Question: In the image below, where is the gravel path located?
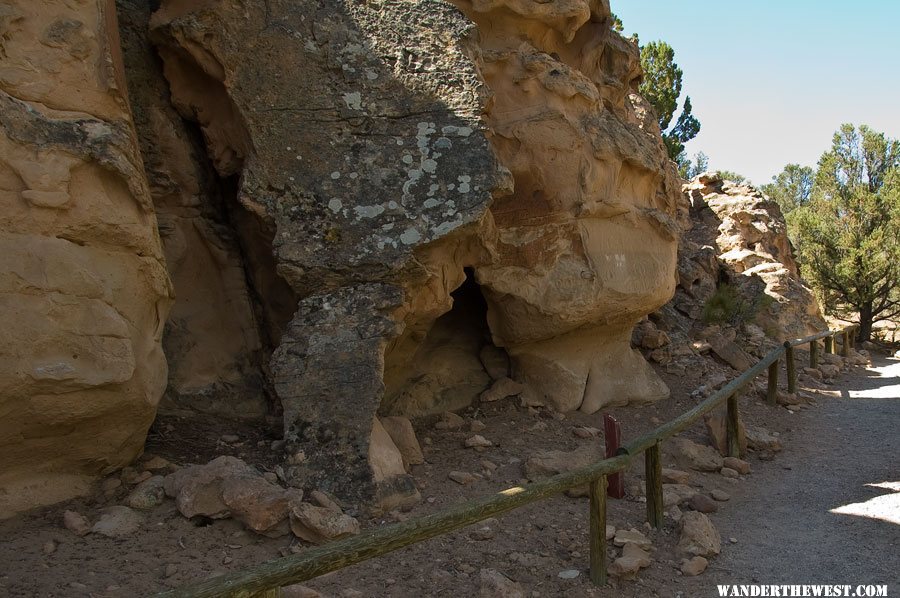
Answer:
[681,357,900,596]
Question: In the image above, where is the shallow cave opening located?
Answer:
[379,268,509,417]
[117,0,297,454]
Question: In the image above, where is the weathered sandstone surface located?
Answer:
[684,173,828,340]
[0,0,172,517]
[117,0,282,417]
[0,0,682,508]
[151,0,680,510]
______
Do this: Reproduce the items verbatim, beginning with the line that contains "Question: In the image above, where is the shallow" and continuing through the final line of the items, both ends included.

Task output:
Question: In the image above, where is the shallow cave opening located?
Answer:
[379,268,509,417]
[117,0,297,454]
Question: In the image above, where is the weathered sandstone surface located?
Answer:
[684,173,828,340]
[0,0,172,517]
[117,0,282,417]
[0,0,682,508]
[151,0,680,510]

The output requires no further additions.